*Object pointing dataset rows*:
•••
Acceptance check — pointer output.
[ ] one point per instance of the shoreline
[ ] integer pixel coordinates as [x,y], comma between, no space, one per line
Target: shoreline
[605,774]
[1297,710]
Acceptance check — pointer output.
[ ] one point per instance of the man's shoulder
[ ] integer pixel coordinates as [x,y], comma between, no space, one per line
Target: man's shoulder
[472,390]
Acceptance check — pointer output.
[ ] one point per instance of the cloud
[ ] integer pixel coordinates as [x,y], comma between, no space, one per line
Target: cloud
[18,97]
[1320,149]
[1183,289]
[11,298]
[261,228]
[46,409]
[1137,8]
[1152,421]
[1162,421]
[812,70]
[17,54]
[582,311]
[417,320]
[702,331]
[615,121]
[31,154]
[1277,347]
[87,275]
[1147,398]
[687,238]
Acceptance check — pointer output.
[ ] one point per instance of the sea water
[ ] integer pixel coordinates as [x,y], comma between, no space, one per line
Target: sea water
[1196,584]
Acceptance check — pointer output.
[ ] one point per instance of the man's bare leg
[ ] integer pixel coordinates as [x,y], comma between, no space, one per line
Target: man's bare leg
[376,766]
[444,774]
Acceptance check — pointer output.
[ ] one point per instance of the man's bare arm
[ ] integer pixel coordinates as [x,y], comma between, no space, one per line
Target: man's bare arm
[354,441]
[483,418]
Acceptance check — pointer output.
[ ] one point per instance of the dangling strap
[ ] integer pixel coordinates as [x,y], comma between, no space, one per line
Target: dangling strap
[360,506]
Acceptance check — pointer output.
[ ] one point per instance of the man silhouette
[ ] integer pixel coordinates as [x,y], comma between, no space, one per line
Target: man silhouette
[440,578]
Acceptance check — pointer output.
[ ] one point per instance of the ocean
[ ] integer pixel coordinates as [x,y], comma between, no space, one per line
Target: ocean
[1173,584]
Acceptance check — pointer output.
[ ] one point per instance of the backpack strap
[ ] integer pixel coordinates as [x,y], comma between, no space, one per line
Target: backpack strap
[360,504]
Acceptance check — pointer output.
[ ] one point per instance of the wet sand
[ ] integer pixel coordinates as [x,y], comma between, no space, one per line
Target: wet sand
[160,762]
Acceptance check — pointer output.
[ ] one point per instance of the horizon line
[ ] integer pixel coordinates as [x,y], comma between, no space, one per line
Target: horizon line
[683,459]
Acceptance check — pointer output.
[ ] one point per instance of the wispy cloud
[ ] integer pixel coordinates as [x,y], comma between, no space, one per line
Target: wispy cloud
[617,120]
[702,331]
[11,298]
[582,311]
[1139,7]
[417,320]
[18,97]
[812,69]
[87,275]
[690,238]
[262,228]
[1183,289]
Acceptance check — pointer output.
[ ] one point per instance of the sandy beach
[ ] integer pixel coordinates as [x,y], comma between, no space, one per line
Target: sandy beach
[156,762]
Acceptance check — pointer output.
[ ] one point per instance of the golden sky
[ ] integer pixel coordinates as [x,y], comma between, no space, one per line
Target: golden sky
•••
*What you should do*: Output every record above exactly as it appears.

*Task response*:
Acceptance check — pointer output.
[ ] one point per instance of the shoreline
[ ] integer pixel coordinates as [x,y], comma between, no space, one per line
Target: shoreline
[605,774]
[1297,710]
Acceptance check — pointer output.
[ ] one point per instance of the man's shoulder
[ ] integer pixel coordinates as [x,y], comma between, no space, one per line
Target: man's shoulder
[472,390]
Acceptance check — pointer output.
[ ] one point per instance of the cloud
[ ] integer pixel coordinates as [x,y], comma between, no space, one per line
Target: cloud
[18,97]
[1320,149]
[1183,289]
[11,298]
[261,228]
[46,409]
[1137,8]
[1152,421]
[1162,421]
[812,70]
[17,54]
[582,311]
[417,320]
[702,331]
[615,121]
[31,154]
[1277,347]
[87,275]
[1147,398]
[687,238]
Acceptance check — pointer output.
[ ] one point per instance of the sea water
[ ] integer pixel coordinates as [x,y], comma between, no space, one per line
Target: sea water
[1196,584]
Acceptance check — pointer output.
[ ] one point per instance of the man's bare leg
[ ] integer pixel coordinates as [x,y], comma between, no space, one per line
Target: man's bare leg
[376,766]
[444,774]
Acceptance check — pointer output.
[ ] one point per instance of the man's bare arm
[ ] integer pixel coordinates as [x,y], comma between, no space, one per line
Target: man's bare arm
[354,441]
[483,418]
Acceptance check — pointer output.
[ ] one point per instance of the dangling strap
[ ] integer pixel coordinates as [x,y], comma between, no space, one per line
Target: dangling strap
[360,506]
Acceptance check — pointer output.
[ ] one point per instance of the man silhouette
[ ] integer pixel coordinates as [x,y], comma between, no space, one per line
Target: man silhouette
[440,578]
Acceptance check — pointer output.
[ ] one point per instance of the ocean
[ ] integer pixel coordinates as [x,y], comma between, no space, one per line
Target: ocean
[1173,584]
Acceptance check — pointer output.
[ ] one point per instance of the backpack strap
[ ] integer pixel coordinates as [x,y], comma between, no space, one per line
Target: backpack strap
[360,504]
Acceptance check — pointer output.
[ ] one point per instance of the wet sand
[ ] integer pixel coordinates as [x,y], comma between, no space, one per line
Target: wet sand
[160,762]
Acceptance check — pointer output.
[ ] one point per instance of the horizon line
[ ] integer pixel coordinates as [x,y], comma between, no space, one per line
Target: horizon line
[683,459]
Acceptance check — pointer output.
[ ] one point per instance of the wispy cloud
[ ] integer pixel coordinates as [x,y], comma between, no space, one per line
Target: wispy cloud
[617,120]
[702,331]
[11,298]
[582,311]
[1139,7]
[417,320]
[18,97]
[812,69]
[87,275]
[690,238]
[262,228]
[1183,289]
Acceptance check — pointer output.
[ ] one point per instance of the sandy beach
[ ] integer pixel coordinates as [x,y], comma between, no space, one per line
Target: sandy beach
[156,762]
Acceptance check — pointer output.
[ ] one point per instance of the golden sky
[ ] integer pixel coordinates as [x,y], comma between, no space, one per line
Target: golden sky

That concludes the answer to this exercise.